- Page extract:

══════

Around 5:30 things were ramping up, contractions getting stronger and fairly close together. James called our midwife, Emily, and she arrived 6ish. I laboured on my own until about 9, and was running out of steam. I was also sick of having every random resident dr. walk in and say "Why hasn't she had an epidural yet? Would you like an epidural?" Pam the wonderful nurse finally told one of them "We're not saying the e-word. She knows it's an option." Finally, I said I think I needed the epidural. James was wary - he knew how important it had been to me to do this naturally. Pam suggested I try labouring another hour and see how far I progressed - I was at 4 cm at this point. I agreed, but within about 15 minutes asked to have the epidural. As much as I would've really liked to have given birth naturally, I was too exhausted at that point. I had begged them to take off the monitors and let me get in the tub or shower (the heart monitor had been fine all along, and the contraction monitor wasn't even picking anything up), but they couldn't, apparently. Pam and Emily were both very supportive of the switch. I had the epidural administered, and everything quieted down for awhile. James was able to sleep for an hour or so, I dozed in and out, Emily went home for lunch with her kids. Within an hour and half, I was dilated to 9.5 cm.
Pam and Emily both said that sometimes the body just needs that help to relax and things pick up from there. By about 12-12:30, I was ready to push.

That was awful. You don't need details. I'm pretty sure that my epidural was NOT as strong as it could've been, let's just say that (which I'm ok with - I wanted to be able to feel my birth, but it was frustrating to be told that it shouldn't hurt that much - especially when they were stitching me up after).

══════

- Excerpted data:
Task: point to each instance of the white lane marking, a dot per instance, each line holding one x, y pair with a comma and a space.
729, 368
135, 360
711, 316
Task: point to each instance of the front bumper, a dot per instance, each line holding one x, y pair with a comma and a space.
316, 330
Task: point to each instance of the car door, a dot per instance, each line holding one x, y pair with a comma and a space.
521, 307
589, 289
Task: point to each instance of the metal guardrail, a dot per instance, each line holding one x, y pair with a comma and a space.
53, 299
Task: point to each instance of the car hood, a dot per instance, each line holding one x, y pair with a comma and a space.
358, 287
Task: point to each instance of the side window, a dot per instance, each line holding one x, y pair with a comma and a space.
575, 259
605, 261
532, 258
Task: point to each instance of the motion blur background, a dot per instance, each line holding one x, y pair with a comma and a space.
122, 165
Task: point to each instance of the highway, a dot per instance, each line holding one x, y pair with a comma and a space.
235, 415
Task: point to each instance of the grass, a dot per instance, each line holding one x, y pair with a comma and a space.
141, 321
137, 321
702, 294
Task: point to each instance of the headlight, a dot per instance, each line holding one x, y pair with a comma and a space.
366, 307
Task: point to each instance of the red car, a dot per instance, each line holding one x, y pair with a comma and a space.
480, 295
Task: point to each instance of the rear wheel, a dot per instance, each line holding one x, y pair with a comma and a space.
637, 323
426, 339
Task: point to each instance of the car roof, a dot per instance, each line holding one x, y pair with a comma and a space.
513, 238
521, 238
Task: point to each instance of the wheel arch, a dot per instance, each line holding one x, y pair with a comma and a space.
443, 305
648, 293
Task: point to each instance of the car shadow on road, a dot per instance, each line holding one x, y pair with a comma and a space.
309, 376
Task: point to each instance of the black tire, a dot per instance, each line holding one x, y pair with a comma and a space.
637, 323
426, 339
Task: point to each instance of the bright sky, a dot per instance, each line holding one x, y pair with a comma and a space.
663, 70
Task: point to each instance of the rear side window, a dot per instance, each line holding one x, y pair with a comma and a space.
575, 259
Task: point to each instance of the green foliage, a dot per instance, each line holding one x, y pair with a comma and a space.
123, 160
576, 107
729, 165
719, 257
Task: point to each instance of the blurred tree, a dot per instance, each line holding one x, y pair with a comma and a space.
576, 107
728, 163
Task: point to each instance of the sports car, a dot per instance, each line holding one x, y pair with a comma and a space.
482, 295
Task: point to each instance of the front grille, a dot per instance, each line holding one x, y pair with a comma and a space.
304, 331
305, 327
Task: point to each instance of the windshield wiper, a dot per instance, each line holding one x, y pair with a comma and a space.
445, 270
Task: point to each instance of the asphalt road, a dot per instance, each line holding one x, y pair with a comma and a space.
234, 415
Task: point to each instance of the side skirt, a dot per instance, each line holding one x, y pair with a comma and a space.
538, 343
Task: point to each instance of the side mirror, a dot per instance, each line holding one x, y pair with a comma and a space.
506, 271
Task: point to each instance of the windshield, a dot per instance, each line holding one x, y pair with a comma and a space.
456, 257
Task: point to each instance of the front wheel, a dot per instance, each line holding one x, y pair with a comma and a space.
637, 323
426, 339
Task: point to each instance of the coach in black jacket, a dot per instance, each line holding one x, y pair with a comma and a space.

══════

- Problems to solve:
1. From the birth account above, write out the passage from "Pam and Emily both" up to and including "me up after).".
2. Using the birth account above, mark each statement yes or no, and quote the words from the account that decide it. (a) The midwife arrived at about six o'clock. (b) The writer was dilated to 4 cm when Pam suggested laboring for another hour. (c) After the epidural, James slept for several hours.

- Answers to the exercises:
1.
Pam and Emily both said that sometimes the body just needs that help to relax and things pick up from there. By about 12-12:30, I was ready to push.

That was awful. You don't need details. I'm pretty sure that my epidural was NOT as strong as it could've been, let's just say that (which I'm ok with - I wanted to be able to feel my birth, but it was frustrating to be told that it shouldn't hurt that much - especially when they were stitching me up after).

2.
(a) Yes: "she arrived 6ish"
(b) Yes: "I was at 4 cm at this point"
(c) No: "James was able to sleep for an hour or so"